Stored data
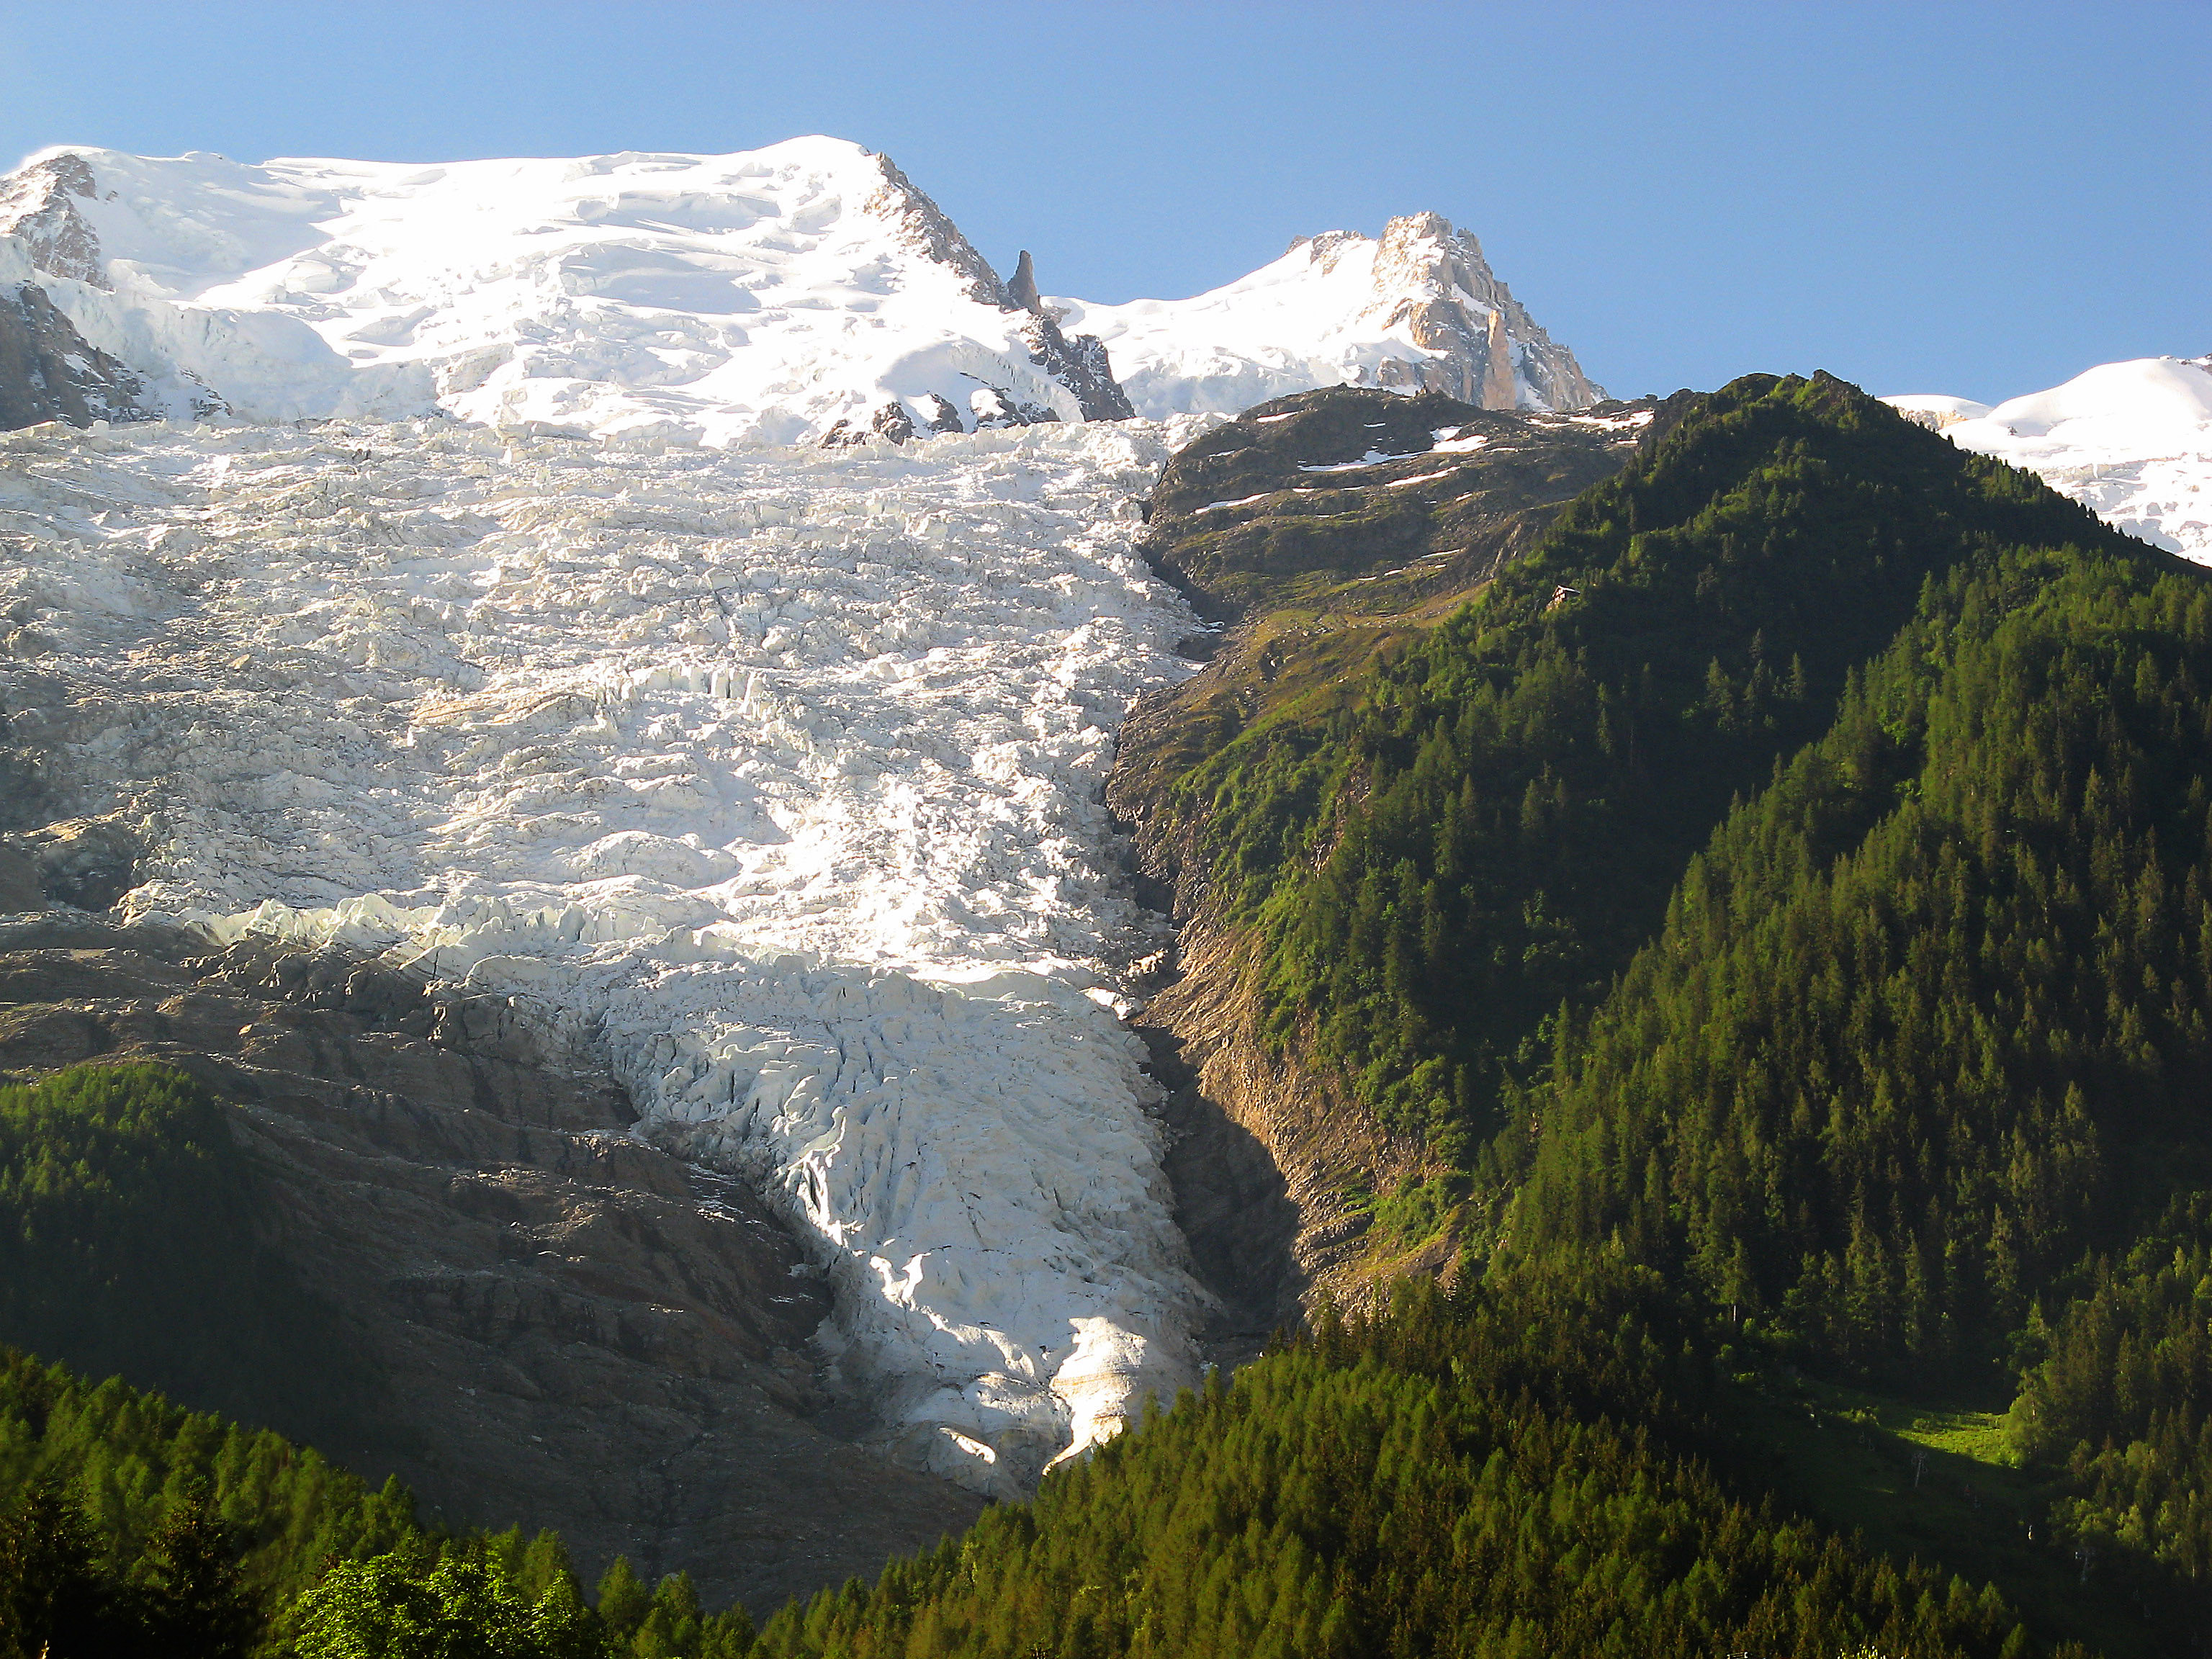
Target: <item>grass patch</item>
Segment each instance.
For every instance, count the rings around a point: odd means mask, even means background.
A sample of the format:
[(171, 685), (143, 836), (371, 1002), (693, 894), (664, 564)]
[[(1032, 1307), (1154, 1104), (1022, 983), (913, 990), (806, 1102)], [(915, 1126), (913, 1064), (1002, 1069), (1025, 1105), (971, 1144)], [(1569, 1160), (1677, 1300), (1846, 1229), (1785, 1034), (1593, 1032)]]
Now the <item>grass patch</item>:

What needs to be done: Find the count of lines in the data above where the word "item" occurs, and write down only that count.

Worked solution: 2